• Source extract:
☆ ☆ ☆ ☆ ☆

How much do companies in the Dutch sector estimate they need to invest in total for the sustainable reuse of steel and iron, and what are the calculations based on?
Boer & Croon
: 'This is difficult to estimate. Tata Steel IJmuiden hopes the Dutch government will financially support greening. This state support would then be part of the agreement between Tata and the government, currently being discussed. According to board chairman Hans van den Berg, Tata is counting on at least 1 billion euros in aid. Speaking to the Financieel Dagblad, he even said he hoped "that the state aid will account for a little less than half of the total cost of rebuilding the plant"-so that may give an initial estimate. What is clear is that iron and steel producers need more capacity, especially in the plants needed for recycling. Think of DRI or EAF techniques. DRI can be done with energy from hydrogen, but the whole hydrogen economy is still in its infancy. EAF is relatively less complicated from an energy demand perspective, but it has the disadvantage that the process can only produce some steel qualities. It is also important to note that the com camera sensors are increasingly used for different types of metals. Finally, 'material passports' can also play a role in estimating costs.'

What can and should CFOs in the sector do to comply with this European sustainability directive?

☆ ☆ ☆ ☆ ☆

• Given material:
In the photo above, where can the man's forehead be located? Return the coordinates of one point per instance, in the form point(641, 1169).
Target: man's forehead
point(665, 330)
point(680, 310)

☆ ☆ ☆ ☆ ☆

• The tasks:
1. In the interview on Dutch steel investment, do these statements agree with the text? Answer yes or no for each, and quote the words that settle it.
(a) Tata is counting on at least 1 billion euros in aid.
(b) EAF can produce every steel quality.
(c) The hydrogen economy is already well developed.
2. Write what comes next in the interview on Dutch steel investment, starting after its last line.

• Answer set:
1.
(a) Yes: "Tata is counting on at least 1 billion euros in aid."
(b) No: "the process can only produce some steel qualities."
(c) No: "the whole hydrogen economy is still in its infancy."

2.
Boer & Croon: 'It will be quite a task for many companies to comply with the new European directives around sustainability, involving not only the now increasingly well-known CSRD but also, among others, the Corporate Sustainability Due Diligence Directive (CSDDD). The latter directive means that the steel sector and other sectors will have a due diligence obligation towards their partners in the value chain regarding sustainability's social and environmental aspects. It is important to remember that reporting and better internal processes are not the ultimate goal but a means to ensure that companies become more sustainable. So, through more transparency, science and knowledge about CO2 emissions and other harmful impacts, other decisions can be made or enforced. In any case, it is clear that at the moment, many companies need to speed up considerably to report on time and sufficiently. The knowledge to meet this is currently too limited.'

To what extent can it be said what the reuse of scrap and steel could mean for corporate finance of companies in the sector?
Boer & Croon:
'Business financing will adjust accordingly when the CO2 price is increasingly passed on in products. In addition, customers throughout the chain will make choices in this respect as Scope 3 becomes more visible. Moreover, we increasingly see the tendency among shareholders - for instance, large pension funds - to expect sustainability from participation. Among lenders, too, a perspective on sustainability is increasingly expected. In short, corporate finance will grow along with sustainability requirements.'

Should financial management, CFOs and chartered accountants look at figures differently in greening?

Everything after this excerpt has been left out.